(Text shown)

Approximately 1 hour time to complete

Earn a record of completion

Audio recording + long-form content format

This course examines public health challenges that will present threats to our homeland security long after COVID-19 fades from our daily lives. Pandemics, health equity, food security, and increasing violence will continue to test our decentralized public health system and impact our daily lives. For almost half a century we have been warned that state and local public health departments are not adequately funded to handle day-to-day operations, much less new and emerging threats. COVID-19 demonstrated how poorly our public health system was prepared for a prolonged disaster. The numbers of cases and deaths are still growing as this self-study course is being developed in December 2021, and the number of COVID-related deaths will soon surpass one million.  

There are five modules in this course. The first module examines vulnerabilities in our international public health system and how those vulnerabilities endanger the entire world’s population. The second module looks at health equity in America and explains why historical health disparities threaten our homeland security. In the third module, we examine health policy in America, and the positive ways policy initiatives can improve the health status of our population. The fourth module looks at how our lives may look after the pandemic. The fifth and final module offers some ideas for how we might rebuild our public health system to address both emerging infectious diseases, recurring natural disasters, and social determinants of health. The course completes the series of six public health learning courses that provide a comprehensive understanding of public health for the homeland security professional. 

Following the COVID-19 pandemic, public health will likely be restructured and redefined. Our U.S. system of public health federalism failed badly during this pandemic and the next pandemic will require a system where public health can influence public policy decisions. This course will focus on how to configure a new public health system that has both the expertise and the capacity for dealing with infectious disease pandemics, natural disasters, and bioterrorism.

Learning Objectives

After you complete the five modules, you will understand why public health struggled to meet the challenges faced during the COVID-19 pandemic. You will see inside the public health system and begin to understand how our underfunded, decentralized public health system is ill-suited for a world threatened by dangerous, infectious diseases and growing numbers of death and illnesses associated with social determinants of health. 

At the end of the course, the self-study participant should understand how the U.S. public health system can be reconfigured or reinvented to ensure a healthy nation in times of well-being as well as in times of crisis.  

Module 1: The International Public Health Problem

Module 2: Health Equity—A Homeland Security Problem

About the Instructor


William Pilkington was a local public health officer for four decades. Currently, he works at North Carolina Central University, an HBCU, doing research on racial disparities in health care. Pilkington holds an M.A. in Security Studies from the Center for Homeland Defense and Security (CHDS) at the Naval Postgraduate School, completed the CHDS Executive Leaders Program, and was a Founding Scholar in the CHDS Advanced Thinking in Homeland Security (HSx) Program. Pilkington also holds a D.P.A. and M.P.A. from the University of Southern California.

(End Text shown)

(Task directions)
From the course description, return the part that opens with the words containing "About the Instructor" and closes with "of Southern California.", copied word for word. Draw only on the text itself.

(Data under study)

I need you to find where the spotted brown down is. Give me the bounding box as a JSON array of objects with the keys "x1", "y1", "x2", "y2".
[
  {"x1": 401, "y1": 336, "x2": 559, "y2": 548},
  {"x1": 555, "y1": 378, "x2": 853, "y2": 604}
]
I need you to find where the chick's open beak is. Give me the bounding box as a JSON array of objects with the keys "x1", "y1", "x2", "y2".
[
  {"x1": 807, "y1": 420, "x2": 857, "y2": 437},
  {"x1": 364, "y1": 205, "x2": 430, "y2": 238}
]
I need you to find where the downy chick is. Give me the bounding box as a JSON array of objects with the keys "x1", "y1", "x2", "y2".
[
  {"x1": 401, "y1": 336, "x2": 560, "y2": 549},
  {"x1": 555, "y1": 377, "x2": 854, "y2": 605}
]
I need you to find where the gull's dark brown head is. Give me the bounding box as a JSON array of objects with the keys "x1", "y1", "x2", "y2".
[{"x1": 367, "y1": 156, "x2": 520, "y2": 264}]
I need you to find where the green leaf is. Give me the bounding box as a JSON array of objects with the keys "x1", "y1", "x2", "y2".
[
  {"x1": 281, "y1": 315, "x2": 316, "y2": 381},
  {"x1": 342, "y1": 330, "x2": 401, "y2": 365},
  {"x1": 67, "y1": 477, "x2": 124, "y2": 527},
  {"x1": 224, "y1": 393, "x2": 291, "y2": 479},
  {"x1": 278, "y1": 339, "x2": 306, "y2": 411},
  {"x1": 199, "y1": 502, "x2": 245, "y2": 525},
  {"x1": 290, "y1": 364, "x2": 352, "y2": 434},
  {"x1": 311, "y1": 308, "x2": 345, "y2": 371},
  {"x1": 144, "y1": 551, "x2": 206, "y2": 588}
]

(End Data under study)

(Solution to the exercise)
About the Instructor


William Pilkington was a local public health officer for four decades. Currently, he works at North Carolina Central University, an HBCU, doing research on racial disparities in health care. Pilkington holds an M.A. in Security Studies from the Center for Homeland Defense and Security (CHDS) at the Naval Postgraduate School, completed the CHDS Executive Leaders Program, and was a Founding Scholar in the CHDS Advanced Thinking in Homeland Security (HSx) Program. Pilkington also holds a D.P.A. and M.P.A. from the University of Southern California.